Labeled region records

# # #

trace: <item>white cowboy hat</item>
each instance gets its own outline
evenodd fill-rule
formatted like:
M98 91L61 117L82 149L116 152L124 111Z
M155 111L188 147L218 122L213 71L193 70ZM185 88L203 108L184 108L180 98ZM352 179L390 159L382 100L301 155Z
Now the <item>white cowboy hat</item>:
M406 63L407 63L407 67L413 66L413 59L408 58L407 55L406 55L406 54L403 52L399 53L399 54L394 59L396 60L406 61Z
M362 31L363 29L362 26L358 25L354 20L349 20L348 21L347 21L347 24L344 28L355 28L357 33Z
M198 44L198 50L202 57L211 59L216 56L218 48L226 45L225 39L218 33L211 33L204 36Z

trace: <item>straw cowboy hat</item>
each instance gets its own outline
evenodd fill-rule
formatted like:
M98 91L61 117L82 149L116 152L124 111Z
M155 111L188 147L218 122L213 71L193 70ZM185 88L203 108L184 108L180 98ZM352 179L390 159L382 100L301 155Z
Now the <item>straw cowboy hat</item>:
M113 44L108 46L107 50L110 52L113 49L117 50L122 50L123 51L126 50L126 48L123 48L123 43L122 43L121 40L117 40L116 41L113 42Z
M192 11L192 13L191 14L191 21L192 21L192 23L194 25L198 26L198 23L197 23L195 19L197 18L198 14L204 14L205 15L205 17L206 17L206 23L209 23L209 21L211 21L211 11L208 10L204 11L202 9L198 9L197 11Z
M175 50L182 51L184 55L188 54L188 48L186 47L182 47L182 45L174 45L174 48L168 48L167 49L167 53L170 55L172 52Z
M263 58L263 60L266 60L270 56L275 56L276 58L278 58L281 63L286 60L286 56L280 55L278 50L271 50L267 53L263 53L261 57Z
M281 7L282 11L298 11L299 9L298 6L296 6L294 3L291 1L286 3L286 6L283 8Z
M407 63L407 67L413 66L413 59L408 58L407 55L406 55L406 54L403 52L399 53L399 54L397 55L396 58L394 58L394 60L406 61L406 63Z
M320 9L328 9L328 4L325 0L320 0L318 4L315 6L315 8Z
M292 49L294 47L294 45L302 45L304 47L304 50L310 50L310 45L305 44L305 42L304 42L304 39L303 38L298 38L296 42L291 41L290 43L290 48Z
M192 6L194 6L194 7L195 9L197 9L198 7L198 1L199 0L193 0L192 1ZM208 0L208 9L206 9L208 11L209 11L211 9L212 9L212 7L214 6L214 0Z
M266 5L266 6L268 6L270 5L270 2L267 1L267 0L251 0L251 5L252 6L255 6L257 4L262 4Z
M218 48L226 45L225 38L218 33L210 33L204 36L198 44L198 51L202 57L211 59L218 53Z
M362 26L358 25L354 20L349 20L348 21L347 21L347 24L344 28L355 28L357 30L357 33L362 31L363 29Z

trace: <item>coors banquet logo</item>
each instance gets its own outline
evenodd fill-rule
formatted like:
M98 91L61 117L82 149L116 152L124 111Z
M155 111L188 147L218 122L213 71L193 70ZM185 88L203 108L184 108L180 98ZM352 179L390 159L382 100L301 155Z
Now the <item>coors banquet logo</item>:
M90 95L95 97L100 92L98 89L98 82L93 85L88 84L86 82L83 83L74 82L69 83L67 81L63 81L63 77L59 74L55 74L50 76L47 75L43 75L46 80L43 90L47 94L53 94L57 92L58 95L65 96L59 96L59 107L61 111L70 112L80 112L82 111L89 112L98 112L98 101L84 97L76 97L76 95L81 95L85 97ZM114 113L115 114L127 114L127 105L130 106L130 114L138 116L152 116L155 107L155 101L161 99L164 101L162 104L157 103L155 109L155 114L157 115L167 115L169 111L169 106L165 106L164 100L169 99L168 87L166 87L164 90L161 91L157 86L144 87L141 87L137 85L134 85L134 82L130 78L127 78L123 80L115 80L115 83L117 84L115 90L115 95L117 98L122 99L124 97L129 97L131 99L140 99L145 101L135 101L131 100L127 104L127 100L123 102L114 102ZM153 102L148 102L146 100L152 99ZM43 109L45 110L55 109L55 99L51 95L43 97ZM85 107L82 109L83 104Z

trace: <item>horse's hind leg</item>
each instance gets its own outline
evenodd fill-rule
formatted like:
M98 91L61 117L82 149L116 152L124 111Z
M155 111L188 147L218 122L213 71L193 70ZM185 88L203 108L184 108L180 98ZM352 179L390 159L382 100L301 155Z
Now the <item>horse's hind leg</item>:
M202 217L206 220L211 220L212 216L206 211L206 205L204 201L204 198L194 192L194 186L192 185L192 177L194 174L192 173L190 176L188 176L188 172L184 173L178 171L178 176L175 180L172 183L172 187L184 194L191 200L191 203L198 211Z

# # #

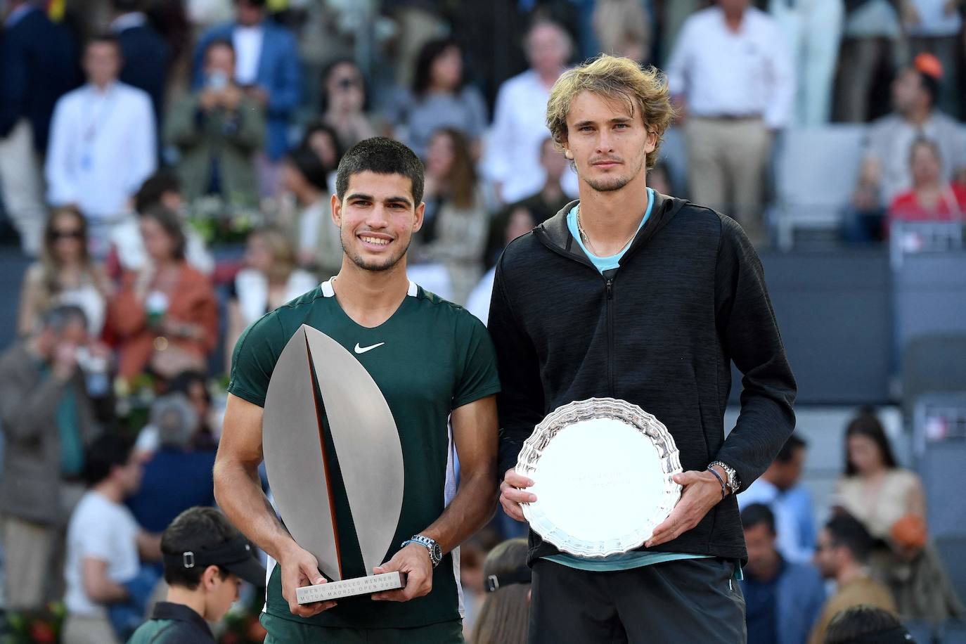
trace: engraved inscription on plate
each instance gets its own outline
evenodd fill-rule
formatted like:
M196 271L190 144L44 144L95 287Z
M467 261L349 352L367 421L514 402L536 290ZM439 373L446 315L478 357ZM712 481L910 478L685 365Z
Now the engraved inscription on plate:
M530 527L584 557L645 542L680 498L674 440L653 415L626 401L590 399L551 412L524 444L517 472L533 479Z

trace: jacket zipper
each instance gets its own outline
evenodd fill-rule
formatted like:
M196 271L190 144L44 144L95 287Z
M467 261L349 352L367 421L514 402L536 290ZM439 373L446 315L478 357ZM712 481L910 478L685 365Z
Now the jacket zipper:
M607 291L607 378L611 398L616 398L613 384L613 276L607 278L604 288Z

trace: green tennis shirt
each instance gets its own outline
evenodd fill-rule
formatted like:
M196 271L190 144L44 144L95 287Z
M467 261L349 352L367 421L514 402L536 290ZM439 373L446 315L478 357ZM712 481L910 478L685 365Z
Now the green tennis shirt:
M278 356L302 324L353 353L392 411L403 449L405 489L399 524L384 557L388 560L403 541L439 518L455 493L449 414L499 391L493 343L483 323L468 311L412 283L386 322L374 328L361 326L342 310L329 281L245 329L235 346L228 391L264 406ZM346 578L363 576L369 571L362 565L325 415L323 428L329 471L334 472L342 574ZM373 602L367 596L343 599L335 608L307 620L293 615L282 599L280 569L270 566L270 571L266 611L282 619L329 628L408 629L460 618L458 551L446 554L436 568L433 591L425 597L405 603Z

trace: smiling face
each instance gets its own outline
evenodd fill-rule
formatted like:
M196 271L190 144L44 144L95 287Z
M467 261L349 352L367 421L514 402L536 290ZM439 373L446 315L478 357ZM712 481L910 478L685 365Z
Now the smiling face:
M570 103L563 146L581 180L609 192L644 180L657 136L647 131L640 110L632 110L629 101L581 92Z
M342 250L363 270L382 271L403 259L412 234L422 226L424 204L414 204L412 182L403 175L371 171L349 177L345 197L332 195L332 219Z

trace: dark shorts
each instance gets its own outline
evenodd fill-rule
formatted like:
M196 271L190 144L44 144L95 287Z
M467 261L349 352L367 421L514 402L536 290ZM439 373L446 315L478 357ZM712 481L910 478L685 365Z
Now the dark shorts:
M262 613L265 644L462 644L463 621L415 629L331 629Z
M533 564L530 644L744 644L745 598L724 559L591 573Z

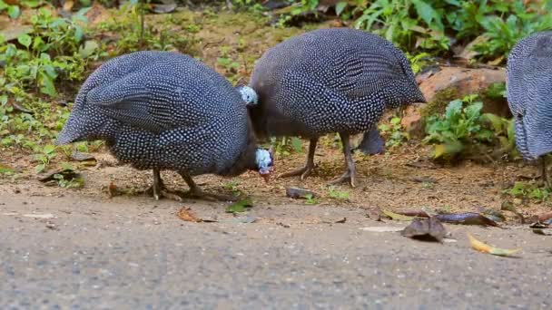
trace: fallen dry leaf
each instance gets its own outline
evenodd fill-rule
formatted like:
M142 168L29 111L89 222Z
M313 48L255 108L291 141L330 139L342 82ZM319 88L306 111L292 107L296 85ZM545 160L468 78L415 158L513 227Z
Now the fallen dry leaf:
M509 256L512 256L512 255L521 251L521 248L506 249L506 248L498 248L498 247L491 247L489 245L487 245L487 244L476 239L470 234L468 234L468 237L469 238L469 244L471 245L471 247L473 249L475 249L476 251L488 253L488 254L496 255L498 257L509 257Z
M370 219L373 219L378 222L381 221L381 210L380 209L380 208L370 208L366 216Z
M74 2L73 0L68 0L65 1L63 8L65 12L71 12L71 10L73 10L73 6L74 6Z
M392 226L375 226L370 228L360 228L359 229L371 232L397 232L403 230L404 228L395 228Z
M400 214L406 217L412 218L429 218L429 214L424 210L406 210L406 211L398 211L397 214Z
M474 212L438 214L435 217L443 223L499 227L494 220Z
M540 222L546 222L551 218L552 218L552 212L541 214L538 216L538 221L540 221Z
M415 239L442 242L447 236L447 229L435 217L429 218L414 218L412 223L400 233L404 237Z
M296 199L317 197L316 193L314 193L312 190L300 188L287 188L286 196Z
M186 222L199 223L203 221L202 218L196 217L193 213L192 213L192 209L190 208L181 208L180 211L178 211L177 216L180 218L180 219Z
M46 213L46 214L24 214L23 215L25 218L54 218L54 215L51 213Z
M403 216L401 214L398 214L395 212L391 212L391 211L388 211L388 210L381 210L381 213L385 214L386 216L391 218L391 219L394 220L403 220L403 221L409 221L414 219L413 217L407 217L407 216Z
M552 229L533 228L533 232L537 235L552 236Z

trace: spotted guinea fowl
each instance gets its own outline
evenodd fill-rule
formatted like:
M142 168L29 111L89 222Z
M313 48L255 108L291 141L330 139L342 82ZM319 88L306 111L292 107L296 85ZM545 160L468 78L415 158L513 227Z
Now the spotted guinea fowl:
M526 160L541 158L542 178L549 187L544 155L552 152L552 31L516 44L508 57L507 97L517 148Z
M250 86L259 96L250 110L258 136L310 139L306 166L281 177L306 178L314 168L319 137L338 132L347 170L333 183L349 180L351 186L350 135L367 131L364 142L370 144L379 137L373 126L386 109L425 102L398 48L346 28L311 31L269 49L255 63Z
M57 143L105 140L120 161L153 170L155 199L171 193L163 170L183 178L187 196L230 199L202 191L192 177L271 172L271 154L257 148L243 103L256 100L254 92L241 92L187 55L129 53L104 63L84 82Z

# # #

Exercise goal →
Write out, character for character, everything in the material from the line that contains "trace: <item>white cowboy hat</item>" down to the line that contains "M198 44L198 50L202", including both of those lines.

Result →
trace: <item>white cowboy hat</item>
each instance gets its own outline
evenodd fill-rule
formatted like:
M98 91L61 117L82 149L116 152L124 111Z
M155 111L188 147L218 122L213 71L193 70ZM185 88L203 108L184 108L180 98ZM352 179L390 159L382 100L301 155Z
Now the <item>white cowboy hat</item>:
M406 63L407 63L407 67L413 66L413 59L408 58L407 55L406 55L406 54L403 52L399 53L399 54L394 59L396 60L406 61Z
M362 31L363 29L362 26L358 25L354 20L349 20L348 21L347 21L347 24L344 28L355 28L357 33Z
M198 44L198 50L202 57L211 59L216 56L218 48L226 45L225 39L218 33L211 33L204 36Z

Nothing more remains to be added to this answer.